What you have to do | Copy nothing from the entries below except the lines from the one containing "Exercise. Mark the porcelain" through the one containing "Exercise. Mark the dark", and copy those exactly.

Listed records |
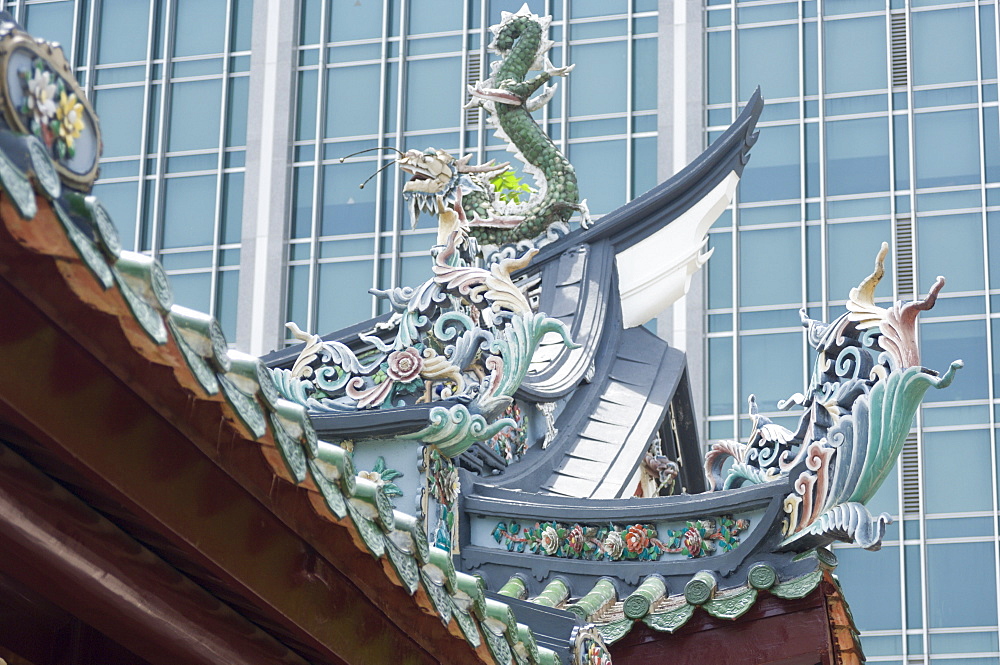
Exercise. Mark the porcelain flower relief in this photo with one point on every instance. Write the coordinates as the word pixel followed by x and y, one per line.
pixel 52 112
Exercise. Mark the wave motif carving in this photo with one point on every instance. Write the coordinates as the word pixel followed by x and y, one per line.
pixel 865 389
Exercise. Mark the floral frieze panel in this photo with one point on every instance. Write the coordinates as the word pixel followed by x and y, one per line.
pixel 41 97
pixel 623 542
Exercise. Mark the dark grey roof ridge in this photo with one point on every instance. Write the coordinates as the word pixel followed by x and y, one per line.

* * *

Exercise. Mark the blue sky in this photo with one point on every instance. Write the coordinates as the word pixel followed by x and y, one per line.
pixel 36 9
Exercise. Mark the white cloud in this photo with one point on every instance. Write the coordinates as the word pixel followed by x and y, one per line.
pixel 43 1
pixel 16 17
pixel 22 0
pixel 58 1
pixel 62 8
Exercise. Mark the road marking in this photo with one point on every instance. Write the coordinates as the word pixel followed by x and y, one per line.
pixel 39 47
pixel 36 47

Answer space |
Exercise. Mark the porcelain flower relief in this photo with one point on every instance. Write the coordinates as the word pixel followed by x and y, one per line.
pixel 52 112
Exercise. Mark the wave motif carving in this photo with one point on every instance. Write the coordinates as the word pixel followed by x and y, one per line.
pixel 865 389
Exercise. Mark the floral frieze panel in this photo with one point on every instance. Write the coordinates as the word pixel followed by x and y, one per line.
pixel 41 97
pixel 623 542
Exercise. Mark the dark grey roof ridge in this photo with one point on every instance. Write the coordinates as the word pixel followed by x and y, one per line.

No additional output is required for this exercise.